[Spatial localization data]
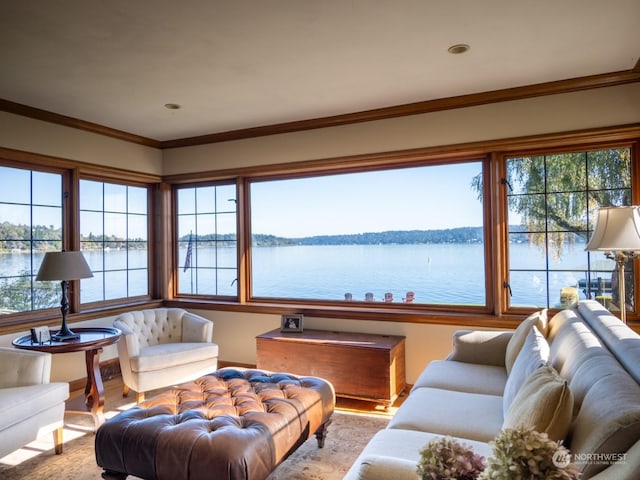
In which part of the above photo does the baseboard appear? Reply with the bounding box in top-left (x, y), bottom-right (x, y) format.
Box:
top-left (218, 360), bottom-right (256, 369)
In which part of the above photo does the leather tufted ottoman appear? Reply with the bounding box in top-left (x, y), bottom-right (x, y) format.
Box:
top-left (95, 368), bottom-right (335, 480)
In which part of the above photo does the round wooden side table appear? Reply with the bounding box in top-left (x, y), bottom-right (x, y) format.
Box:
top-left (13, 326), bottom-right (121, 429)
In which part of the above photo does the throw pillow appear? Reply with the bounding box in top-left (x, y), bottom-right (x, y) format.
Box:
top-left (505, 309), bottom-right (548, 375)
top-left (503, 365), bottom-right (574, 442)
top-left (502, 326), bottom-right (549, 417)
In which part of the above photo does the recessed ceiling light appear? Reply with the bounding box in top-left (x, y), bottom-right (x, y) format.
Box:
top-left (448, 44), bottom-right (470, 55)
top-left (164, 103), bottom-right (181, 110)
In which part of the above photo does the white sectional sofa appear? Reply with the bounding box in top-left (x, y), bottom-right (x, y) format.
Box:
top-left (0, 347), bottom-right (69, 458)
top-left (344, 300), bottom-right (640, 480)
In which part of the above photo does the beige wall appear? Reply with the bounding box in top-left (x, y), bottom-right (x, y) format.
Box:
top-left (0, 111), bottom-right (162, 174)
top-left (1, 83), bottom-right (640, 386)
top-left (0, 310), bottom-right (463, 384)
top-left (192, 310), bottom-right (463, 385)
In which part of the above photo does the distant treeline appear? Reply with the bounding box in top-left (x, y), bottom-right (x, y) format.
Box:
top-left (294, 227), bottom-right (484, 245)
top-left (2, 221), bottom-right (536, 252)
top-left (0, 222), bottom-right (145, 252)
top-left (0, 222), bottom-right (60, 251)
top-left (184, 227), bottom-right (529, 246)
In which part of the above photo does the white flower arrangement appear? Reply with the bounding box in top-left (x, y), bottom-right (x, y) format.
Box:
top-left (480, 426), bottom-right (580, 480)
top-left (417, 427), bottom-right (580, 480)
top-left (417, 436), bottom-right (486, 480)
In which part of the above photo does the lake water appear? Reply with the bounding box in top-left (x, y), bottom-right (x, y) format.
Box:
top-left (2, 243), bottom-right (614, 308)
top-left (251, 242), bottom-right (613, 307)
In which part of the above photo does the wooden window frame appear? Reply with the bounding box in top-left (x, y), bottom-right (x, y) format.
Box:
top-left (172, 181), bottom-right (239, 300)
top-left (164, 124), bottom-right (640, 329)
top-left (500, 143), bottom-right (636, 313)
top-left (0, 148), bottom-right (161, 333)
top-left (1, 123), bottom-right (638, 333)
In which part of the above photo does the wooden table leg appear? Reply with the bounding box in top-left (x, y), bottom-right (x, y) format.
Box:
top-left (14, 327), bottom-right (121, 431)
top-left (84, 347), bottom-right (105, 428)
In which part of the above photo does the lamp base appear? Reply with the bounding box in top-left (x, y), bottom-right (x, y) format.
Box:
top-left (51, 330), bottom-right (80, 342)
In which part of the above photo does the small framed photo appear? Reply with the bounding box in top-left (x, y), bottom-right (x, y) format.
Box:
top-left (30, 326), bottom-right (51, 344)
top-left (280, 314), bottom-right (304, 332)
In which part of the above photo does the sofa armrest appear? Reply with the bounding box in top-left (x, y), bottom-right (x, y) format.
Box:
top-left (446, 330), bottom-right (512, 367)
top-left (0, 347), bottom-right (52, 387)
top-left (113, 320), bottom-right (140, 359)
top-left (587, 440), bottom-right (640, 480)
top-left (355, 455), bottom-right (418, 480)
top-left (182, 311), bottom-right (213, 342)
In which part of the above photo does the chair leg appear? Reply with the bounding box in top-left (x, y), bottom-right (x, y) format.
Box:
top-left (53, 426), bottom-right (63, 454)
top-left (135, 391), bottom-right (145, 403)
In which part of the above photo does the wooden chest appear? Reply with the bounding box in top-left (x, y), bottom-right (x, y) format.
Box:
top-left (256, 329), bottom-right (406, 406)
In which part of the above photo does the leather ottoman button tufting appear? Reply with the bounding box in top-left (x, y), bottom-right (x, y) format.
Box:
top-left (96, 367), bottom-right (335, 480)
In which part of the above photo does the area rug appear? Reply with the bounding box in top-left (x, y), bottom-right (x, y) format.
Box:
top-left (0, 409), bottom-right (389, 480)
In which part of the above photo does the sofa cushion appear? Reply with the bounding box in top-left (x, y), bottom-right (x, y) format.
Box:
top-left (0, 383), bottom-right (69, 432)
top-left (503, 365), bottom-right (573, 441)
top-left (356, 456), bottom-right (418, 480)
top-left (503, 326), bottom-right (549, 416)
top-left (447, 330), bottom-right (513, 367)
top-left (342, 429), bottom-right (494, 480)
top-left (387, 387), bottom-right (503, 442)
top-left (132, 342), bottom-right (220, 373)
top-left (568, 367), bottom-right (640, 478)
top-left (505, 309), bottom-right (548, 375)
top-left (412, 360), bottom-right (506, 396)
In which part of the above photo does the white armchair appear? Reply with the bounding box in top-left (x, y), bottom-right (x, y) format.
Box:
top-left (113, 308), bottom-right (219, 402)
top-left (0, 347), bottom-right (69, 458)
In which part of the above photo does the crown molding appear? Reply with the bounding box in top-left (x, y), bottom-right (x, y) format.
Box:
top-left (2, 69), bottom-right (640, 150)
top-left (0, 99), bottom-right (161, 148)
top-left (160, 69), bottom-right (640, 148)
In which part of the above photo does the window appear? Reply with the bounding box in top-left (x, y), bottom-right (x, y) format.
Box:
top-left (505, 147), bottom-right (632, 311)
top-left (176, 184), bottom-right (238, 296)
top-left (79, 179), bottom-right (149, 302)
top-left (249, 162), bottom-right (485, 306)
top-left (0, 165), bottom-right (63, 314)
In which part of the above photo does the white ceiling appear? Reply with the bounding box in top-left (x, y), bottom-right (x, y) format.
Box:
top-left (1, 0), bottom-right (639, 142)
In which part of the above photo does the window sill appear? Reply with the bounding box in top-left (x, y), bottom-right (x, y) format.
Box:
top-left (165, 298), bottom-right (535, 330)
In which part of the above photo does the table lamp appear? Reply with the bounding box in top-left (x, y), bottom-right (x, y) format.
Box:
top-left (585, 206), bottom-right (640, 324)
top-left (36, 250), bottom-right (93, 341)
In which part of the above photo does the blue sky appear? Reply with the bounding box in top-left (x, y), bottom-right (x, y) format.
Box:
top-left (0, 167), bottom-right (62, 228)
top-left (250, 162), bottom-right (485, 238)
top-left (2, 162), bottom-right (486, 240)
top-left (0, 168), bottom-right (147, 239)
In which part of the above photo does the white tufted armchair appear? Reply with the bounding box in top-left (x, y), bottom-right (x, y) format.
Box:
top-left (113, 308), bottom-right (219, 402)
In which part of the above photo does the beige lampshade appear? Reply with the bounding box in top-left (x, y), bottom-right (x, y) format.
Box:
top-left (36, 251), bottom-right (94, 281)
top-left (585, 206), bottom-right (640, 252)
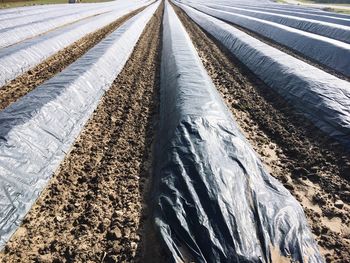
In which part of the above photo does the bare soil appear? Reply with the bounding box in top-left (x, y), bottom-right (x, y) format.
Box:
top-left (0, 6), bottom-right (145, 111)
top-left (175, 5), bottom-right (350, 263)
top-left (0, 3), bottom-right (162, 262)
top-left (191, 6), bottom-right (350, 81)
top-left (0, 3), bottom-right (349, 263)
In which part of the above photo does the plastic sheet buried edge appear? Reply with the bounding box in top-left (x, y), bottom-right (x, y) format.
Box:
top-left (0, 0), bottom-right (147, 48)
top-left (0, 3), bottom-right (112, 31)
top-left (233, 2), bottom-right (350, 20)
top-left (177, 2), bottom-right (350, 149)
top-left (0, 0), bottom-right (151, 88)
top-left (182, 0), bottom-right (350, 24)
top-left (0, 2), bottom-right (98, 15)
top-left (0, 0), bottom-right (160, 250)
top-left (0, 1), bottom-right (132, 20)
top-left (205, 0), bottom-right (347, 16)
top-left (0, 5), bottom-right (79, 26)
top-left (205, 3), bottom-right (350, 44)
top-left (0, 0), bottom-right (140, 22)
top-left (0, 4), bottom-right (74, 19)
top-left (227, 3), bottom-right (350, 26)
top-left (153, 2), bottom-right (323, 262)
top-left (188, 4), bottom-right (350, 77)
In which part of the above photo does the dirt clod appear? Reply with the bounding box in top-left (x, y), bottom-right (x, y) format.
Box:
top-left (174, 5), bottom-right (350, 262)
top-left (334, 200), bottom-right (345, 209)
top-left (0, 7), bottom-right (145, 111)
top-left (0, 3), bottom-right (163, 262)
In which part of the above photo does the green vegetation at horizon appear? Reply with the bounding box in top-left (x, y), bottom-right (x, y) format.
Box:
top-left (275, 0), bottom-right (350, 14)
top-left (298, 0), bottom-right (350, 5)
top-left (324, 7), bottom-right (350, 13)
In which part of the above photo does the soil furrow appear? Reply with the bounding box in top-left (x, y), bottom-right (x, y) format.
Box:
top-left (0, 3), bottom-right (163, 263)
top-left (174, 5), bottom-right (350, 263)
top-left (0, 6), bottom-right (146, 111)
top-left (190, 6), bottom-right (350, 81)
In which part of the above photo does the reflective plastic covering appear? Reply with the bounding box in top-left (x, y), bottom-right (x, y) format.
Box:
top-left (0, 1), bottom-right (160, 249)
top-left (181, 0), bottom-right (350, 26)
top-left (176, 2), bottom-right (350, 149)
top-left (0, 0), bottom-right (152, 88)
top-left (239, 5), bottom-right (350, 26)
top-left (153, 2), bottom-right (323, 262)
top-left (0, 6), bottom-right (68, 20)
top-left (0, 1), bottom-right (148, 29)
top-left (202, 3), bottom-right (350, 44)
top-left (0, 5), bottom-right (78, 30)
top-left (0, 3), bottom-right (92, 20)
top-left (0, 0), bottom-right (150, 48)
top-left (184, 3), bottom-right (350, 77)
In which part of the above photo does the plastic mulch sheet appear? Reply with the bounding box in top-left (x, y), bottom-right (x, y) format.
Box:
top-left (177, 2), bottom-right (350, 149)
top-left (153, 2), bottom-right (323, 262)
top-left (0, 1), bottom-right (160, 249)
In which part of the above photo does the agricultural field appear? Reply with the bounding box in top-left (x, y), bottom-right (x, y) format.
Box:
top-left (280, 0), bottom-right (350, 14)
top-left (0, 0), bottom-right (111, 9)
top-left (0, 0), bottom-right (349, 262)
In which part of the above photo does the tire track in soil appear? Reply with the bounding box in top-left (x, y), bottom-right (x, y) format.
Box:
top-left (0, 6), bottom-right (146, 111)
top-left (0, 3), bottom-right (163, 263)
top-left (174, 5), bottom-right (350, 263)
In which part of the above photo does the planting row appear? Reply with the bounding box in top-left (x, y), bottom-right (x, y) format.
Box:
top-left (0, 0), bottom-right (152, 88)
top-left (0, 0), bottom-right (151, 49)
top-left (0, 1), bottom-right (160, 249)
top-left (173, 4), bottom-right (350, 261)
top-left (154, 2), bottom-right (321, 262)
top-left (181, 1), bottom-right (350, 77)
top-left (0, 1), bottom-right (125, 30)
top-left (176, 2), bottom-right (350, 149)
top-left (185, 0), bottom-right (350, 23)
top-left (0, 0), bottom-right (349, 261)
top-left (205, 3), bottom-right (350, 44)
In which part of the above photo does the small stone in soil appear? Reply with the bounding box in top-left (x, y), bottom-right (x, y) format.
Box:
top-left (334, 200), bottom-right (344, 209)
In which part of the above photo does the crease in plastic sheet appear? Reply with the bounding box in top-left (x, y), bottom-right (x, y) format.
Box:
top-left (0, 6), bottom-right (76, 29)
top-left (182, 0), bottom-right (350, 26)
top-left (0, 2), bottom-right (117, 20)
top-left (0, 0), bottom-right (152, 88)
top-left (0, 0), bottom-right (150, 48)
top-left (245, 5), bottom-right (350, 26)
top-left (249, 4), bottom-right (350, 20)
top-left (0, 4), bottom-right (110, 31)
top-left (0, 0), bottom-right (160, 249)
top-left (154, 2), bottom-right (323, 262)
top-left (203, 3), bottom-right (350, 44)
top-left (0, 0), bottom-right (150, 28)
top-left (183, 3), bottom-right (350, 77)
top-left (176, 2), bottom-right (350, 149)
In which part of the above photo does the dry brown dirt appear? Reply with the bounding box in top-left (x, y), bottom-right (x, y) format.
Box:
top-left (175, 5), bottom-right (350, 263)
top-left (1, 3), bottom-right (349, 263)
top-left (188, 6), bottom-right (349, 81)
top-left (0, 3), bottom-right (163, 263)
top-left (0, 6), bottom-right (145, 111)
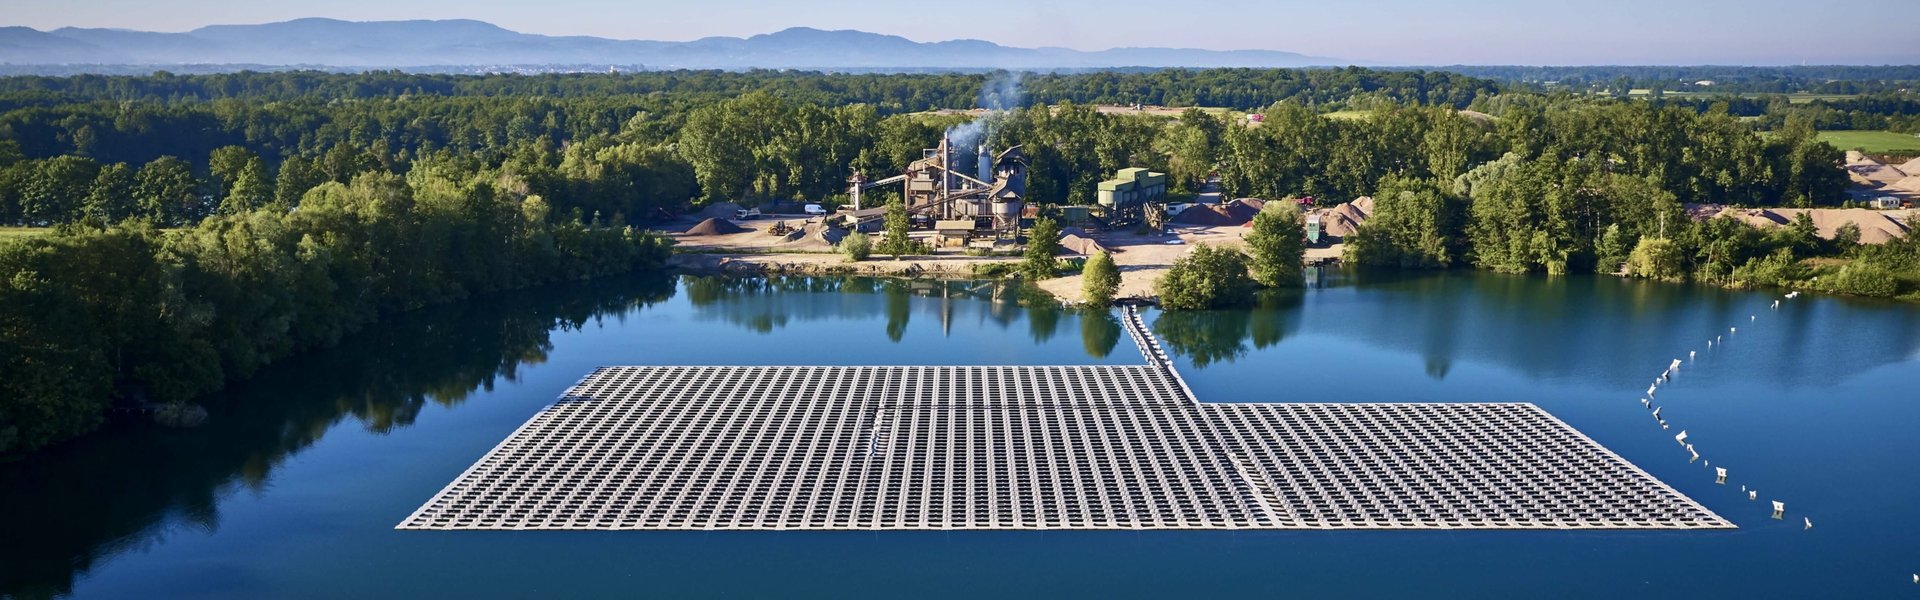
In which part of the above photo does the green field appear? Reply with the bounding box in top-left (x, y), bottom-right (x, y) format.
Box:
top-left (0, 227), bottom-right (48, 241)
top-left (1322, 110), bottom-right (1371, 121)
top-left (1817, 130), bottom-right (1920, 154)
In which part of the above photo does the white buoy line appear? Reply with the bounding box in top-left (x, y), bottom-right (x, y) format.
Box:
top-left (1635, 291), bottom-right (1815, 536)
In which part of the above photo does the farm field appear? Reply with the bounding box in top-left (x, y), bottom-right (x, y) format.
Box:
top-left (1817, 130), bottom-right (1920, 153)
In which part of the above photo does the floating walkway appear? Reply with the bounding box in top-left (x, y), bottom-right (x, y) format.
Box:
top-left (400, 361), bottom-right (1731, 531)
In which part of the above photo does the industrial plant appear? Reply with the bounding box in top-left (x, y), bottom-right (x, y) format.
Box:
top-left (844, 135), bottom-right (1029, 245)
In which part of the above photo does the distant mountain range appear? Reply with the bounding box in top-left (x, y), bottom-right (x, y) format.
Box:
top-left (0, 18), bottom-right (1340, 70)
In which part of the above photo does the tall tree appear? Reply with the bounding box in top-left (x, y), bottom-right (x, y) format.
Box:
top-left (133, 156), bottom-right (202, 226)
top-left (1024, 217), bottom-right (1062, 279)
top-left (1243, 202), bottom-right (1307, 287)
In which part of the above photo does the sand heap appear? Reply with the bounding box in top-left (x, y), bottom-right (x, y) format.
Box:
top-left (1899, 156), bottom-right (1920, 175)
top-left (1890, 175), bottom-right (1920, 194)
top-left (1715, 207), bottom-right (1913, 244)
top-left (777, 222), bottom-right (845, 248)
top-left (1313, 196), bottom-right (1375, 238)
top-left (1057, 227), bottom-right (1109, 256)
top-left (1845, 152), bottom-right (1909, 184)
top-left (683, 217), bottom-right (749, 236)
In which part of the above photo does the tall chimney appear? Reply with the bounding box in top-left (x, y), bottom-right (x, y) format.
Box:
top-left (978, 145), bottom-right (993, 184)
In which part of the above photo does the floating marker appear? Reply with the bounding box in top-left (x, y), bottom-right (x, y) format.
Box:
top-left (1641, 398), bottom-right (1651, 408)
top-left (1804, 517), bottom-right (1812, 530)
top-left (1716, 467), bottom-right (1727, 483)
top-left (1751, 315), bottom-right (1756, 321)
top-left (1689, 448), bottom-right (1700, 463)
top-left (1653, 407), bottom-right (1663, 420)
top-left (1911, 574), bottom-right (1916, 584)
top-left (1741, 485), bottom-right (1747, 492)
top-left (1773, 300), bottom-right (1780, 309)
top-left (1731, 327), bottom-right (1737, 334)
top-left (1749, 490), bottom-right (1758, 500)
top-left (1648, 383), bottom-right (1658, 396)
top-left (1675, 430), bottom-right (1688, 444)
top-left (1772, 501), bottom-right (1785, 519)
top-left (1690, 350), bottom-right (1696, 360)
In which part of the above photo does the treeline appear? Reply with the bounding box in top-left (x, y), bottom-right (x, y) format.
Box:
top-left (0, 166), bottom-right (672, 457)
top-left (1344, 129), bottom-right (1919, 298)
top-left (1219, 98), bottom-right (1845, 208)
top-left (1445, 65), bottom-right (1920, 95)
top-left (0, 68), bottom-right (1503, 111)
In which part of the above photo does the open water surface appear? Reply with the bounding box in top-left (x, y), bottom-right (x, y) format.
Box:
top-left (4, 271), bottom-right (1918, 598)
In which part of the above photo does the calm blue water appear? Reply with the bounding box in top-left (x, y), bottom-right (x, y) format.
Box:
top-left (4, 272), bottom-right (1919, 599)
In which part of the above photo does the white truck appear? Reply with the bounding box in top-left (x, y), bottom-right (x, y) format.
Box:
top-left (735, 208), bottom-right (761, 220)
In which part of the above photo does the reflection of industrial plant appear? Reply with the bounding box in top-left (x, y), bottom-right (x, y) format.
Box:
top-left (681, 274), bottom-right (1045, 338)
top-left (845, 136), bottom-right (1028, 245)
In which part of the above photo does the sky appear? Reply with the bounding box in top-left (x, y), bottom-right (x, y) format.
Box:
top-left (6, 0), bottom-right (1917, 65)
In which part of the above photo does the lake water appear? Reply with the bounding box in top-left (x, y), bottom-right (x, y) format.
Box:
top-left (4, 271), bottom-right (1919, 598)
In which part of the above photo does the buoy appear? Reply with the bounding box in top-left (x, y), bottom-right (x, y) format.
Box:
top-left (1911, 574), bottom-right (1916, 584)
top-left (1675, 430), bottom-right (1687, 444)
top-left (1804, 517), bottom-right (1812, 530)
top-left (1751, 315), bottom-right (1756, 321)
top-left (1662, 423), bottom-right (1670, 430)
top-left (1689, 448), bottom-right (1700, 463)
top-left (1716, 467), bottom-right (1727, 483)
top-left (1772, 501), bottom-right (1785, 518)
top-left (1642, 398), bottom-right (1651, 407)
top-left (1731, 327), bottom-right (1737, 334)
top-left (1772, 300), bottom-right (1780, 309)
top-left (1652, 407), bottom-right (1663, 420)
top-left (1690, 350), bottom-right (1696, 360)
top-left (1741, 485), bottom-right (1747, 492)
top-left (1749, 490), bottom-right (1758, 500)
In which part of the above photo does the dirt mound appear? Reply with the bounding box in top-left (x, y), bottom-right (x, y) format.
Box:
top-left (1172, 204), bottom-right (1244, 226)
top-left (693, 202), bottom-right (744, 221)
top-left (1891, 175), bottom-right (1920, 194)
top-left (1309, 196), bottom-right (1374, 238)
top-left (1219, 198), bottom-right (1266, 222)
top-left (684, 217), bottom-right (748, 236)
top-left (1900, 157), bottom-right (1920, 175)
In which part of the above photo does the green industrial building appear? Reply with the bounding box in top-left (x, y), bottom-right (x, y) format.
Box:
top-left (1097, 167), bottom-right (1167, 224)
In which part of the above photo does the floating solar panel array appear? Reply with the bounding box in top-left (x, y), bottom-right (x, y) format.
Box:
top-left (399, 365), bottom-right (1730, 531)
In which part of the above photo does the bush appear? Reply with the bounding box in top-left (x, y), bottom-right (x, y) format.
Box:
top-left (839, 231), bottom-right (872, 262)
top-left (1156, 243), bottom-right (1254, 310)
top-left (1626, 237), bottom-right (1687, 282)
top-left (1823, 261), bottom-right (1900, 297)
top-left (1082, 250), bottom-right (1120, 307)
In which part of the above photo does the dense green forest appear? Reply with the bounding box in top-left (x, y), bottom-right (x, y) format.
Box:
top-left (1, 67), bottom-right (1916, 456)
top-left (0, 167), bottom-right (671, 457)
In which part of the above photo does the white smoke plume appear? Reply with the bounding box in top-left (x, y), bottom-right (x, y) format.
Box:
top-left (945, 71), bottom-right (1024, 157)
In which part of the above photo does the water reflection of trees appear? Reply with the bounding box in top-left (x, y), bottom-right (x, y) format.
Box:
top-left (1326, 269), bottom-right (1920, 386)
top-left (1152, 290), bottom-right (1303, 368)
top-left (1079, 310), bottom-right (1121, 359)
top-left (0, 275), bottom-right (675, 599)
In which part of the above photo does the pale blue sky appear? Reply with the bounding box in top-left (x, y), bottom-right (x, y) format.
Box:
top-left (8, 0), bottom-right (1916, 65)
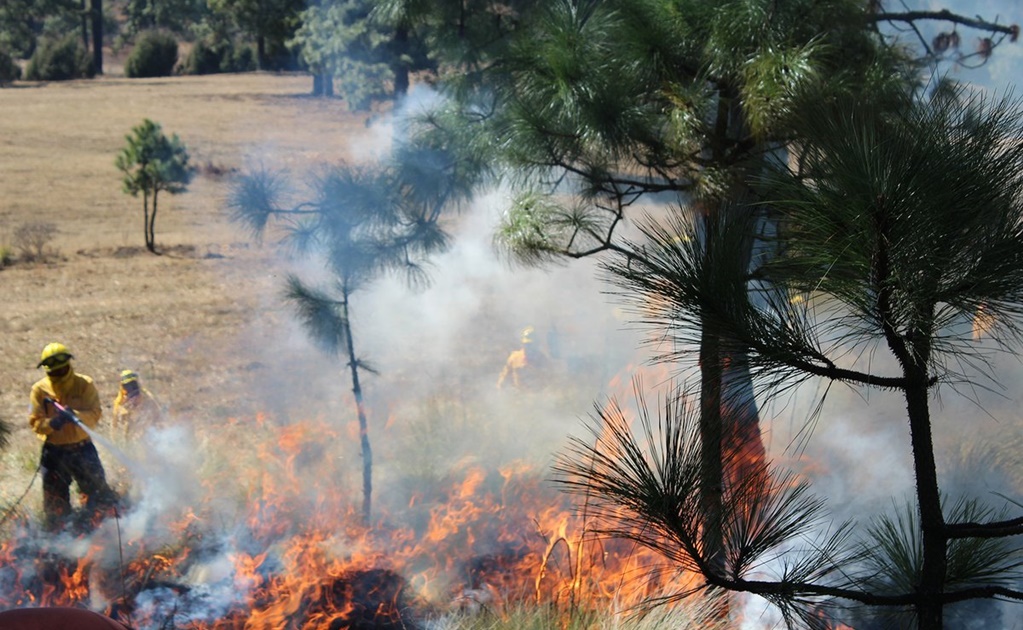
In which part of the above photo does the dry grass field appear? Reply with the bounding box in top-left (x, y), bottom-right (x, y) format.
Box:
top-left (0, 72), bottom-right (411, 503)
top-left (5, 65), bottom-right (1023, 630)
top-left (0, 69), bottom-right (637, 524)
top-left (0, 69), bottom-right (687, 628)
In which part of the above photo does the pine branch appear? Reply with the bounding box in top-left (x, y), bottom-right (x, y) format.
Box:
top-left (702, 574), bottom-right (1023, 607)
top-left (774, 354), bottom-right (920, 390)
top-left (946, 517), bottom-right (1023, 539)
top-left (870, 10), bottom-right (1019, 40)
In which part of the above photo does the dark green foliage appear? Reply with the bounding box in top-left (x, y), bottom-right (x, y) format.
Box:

→ WORK TO BE COMPLETED:
Exactly as written, repeat the lines from the beginning of the entries up to and including the line with "In which part of the above photo does the recessed", but not the pictures.

→ REPLY:
In which part of the above photo does the baseboard appear? Reply with the bounding box in top-left (x, y), bottom-right (x, y) format.
Box:
top-left (218, 360), bottom-right (256, 369)
In which part of the above photo does the leather tufted ottoman appear? Reply with the bounding box in top-left (x, y), bottom-right (x, y) format.
Box:
top-left (95, 368), bottom-right (335, 480)
In which part of the above photo does the round wooden side table appear? Reply with the bounding box in top-left (x, y), bottom-right (x, y) format.
Box:
top-left (13, 326), bottom-right (121, 429)
In which part of the above photo does the throw pillow appear? Reply with the bounding box in top-left (x, y), bottom-right (x, y) format.
Box:
top-left (505, 309), bottom-right (548, 375)
top-left (503, 365), bottom-right (574, 442)
top-left (502, 326), bottom-right (549, 417)
In which part of the above photo does the recessed ceiling light appear? Reply with the bounding box in top-left (x, y), bottom-right (x, y) format.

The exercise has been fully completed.